GIVEN RECORDS:
- - -

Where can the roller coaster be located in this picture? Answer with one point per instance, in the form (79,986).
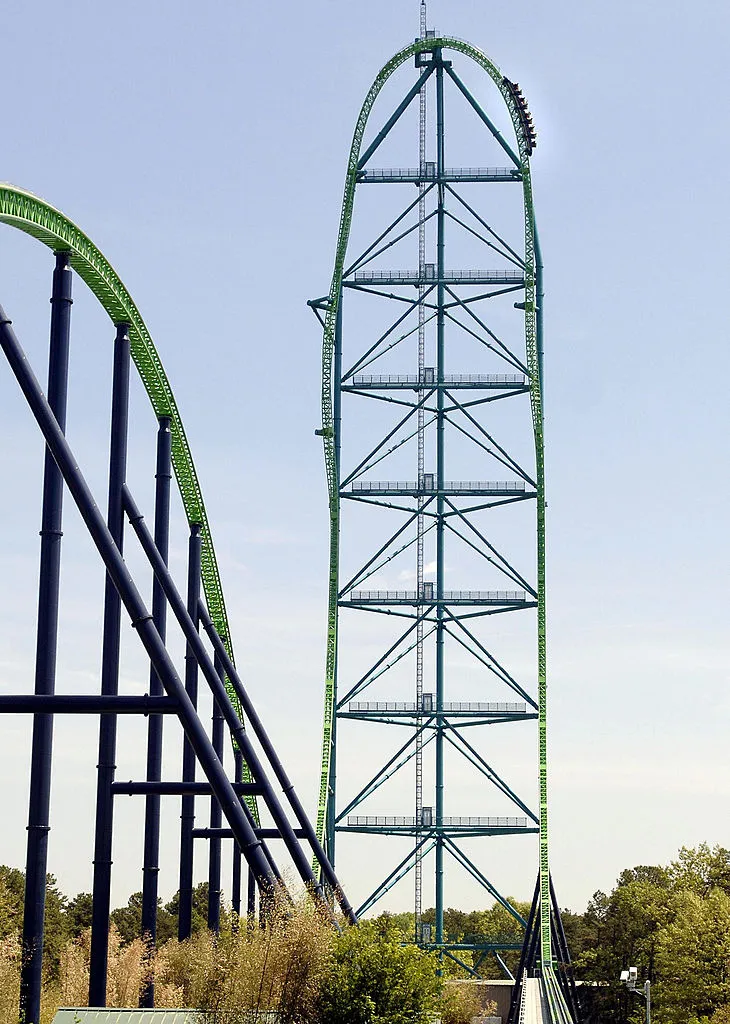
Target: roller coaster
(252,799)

- - -

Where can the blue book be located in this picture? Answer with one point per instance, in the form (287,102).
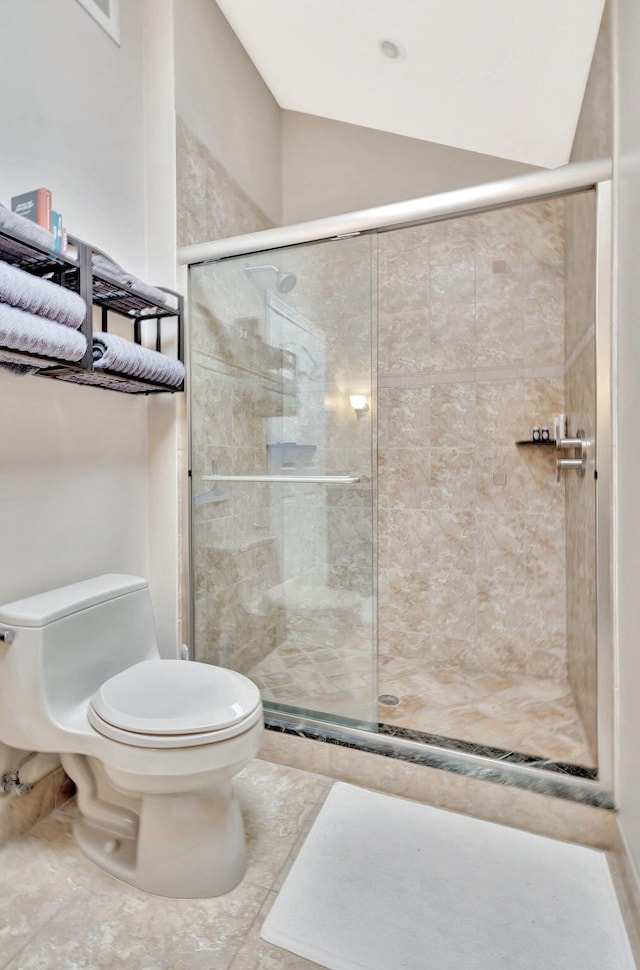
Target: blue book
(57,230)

- - -

Pull out every line of the listing above that contains the string "book", and copy each of those lines in full.

RESULT:
Where can the blue book be located in this picture? Answer with one point per instance, in the form (287,102).
Target: blue book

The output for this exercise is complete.